#### Records for this exercise:
^^^^^^^^
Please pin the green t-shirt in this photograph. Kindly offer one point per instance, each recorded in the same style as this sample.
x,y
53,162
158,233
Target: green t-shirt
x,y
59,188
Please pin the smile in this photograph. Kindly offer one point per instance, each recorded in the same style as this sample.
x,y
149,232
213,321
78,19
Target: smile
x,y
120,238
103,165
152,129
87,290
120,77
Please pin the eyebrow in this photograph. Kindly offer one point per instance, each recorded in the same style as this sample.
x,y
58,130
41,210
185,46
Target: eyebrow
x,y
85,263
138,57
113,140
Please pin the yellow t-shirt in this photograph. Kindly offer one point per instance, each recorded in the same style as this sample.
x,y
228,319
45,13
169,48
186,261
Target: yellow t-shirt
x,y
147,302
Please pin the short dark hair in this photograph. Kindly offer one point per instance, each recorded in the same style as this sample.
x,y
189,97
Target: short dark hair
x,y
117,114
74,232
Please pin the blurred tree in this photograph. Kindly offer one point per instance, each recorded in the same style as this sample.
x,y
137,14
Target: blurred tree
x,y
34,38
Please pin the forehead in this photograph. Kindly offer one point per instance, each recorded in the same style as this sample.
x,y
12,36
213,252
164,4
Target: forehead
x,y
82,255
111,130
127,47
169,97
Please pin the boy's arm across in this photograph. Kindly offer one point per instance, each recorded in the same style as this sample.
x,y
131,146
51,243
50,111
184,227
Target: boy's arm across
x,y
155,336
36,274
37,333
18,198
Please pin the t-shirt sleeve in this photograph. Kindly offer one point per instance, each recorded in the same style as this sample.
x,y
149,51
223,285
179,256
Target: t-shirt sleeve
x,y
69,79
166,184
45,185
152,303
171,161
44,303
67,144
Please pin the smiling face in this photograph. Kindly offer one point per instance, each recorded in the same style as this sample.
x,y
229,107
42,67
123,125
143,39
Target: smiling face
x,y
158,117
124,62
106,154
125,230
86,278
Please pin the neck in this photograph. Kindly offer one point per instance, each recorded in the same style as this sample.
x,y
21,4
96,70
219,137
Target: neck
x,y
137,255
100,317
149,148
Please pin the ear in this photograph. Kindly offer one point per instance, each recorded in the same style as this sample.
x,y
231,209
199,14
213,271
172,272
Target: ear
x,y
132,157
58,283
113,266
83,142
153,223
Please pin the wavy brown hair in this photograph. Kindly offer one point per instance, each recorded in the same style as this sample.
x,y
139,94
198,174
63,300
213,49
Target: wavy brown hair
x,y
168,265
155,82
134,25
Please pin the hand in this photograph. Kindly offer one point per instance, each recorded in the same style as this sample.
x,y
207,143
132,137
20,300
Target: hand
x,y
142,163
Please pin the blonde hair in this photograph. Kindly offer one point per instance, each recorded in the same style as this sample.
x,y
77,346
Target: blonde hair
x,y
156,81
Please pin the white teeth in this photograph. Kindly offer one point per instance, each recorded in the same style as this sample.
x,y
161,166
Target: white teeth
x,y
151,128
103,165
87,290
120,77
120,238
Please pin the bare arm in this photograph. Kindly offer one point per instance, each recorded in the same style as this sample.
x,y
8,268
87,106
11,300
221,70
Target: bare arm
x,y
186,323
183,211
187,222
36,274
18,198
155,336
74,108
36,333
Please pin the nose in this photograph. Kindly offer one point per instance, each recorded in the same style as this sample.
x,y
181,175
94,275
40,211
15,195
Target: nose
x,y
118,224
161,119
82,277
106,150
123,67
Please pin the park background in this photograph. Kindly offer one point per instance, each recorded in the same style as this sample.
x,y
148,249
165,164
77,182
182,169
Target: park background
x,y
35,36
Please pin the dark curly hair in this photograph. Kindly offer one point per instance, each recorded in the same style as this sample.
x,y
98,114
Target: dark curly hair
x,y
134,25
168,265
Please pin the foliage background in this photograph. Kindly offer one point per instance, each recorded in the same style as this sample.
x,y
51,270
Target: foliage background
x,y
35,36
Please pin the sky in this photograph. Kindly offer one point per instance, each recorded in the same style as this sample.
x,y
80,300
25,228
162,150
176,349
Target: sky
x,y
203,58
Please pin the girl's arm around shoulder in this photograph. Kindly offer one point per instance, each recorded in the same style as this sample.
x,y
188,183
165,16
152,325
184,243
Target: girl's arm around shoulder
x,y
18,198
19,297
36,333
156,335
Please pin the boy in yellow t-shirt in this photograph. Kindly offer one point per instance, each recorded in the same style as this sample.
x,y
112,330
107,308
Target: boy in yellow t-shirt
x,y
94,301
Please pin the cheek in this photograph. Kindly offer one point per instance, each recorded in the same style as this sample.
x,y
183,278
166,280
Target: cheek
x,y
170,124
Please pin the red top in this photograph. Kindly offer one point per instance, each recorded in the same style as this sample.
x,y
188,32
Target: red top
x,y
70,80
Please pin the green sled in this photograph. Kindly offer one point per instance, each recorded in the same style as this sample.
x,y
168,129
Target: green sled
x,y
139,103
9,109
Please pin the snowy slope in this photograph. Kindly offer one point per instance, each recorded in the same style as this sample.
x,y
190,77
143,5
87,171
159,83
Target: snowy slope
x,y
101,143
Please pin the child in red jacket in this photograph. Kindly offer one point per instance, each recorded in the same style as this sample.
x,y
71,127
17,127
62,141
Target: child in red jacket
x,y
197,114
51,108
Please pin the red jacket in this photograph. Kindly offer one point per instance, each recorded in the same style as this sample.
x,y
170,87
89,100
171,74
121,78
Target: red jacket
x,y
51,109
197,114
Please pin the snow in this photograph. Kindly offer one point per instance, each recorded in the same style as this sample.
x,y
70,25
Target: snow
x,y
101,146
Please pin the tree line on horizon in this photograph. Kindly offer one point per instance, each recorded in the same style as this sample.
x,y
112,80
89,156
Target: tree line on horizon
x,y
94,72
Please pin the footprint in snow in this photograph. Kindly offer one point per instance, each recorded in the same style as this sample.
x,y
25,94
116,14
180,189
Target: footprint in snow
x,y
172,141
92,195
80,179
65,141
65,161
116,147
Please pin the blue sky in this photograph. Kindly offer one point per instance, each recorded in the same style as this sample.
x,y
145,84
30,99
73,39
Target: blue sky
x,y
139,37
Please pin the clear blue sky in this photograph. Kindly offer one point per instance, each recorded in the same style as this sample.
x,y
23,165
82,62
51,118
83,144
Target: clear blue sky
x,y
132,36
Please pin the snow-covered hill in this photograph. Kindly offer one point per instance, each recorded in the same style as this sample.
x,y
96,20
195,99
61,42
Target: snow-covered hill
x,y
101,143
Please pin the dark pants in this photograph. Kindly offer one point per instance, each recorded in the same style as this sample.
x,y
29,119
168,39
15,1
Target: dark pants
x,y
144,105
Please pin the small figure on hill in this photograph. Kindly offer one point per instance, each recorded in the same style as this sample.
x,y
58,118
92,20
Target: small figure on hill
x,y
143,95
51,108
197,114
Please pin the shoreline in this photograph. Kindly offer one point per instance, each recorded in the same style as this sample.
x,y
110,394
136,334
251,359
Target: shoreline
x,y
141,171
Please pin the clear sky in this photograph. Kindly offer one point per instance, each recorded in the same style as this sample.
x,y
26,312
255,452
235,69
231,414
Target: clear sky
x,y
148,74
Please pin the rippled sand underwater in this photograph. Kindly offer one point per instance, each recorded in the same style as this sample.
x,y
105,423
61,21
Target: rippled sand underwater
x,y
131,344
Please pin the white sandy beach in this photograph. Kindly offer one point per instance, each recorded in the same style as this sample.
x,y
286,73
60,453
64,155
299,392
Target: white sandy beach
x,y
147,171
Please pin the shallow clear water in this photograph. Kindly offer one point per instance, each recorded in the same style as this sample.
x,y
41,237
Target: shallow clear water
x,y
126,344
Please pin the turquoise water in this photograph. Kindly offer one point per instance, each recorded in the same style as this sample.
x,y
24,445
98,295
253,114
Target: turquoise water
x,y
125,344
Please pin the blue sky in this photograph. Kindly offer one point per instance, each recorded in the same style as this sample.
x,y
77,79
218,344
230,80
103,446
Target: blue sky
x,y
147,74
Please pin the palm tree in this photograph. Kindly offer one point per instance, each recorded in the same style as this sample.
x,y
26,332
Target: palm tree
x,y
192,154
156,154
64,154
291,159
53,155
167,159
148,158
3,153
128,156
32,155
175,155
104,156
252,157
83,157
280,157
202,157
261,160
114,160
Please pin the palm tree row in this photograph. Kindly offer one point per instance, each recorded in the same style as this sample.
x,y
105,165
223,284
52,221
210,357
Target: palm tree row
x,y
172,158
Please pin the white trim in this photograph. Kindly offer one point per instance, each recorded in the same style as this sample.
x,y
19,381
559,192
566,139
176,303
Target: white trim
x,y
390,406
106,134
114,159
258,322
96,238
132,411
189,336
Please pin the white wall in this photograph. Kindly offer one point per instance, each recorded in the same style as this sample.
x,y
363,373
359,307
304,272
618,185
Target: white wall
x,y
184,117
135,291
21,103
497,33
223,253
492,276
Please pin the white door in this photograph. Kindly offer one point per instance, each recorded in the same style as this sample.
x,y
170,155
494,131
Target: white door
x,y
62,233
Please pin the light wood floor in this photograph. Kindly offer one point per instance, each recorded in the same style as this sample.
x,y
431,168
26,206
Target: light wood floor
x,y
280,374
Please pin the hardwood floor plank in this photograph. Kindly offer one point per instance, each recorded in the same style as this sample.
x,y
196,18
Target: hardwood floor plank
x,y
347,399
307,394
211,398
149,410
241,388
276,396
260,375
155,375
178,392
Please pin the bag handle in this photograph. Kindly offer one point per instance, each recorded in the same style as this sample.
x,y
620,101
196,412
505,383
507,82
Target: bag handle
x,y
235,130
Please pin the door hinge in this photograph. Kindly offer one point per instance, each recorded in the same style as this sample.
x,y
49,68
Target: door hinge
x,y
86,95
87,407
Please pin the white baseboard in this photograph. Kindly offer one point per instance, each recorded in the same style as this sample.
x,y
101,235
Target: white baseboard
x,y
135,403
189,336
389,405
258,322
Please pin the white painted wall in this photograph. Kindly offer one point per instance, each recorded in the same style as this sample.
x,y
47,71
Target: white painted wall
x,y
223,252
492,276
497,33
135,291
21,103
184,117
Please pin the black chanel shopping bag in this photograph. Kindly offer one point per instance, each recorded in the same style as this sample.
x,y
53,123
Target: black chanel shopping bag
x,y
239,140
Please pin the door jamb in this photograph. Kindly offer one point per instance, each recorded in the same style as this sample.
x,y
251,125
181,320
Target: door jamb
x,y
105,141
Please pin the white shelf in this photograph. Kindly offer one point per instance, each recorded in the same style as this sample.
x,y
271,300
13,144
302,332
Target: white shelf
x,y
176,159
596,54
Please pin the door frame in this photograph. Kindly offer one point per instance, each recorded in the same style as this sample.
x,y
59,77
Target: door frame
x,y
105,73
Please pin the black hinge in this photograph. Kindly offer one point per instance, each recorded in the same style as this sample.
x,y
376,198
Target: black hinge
^^^^^^^^
#### Task description:
Retype exactly, please, only the lines of the entries that run from the one containing "Target: white shelf" to the last.

#### Result:
Target: white shelf
x,y
176,159
596,54
Please pin the door frame in this photograph. Kindly offer one point per instance, each recorded in the same style as this sample.
x,y
59,77
Target: door frame
x,y
105,73
Please pin the black hinge in this photograph. Kindly offer one point per instance, each recorded in the same style as this sample.
x,y
376,198
Target: black hinge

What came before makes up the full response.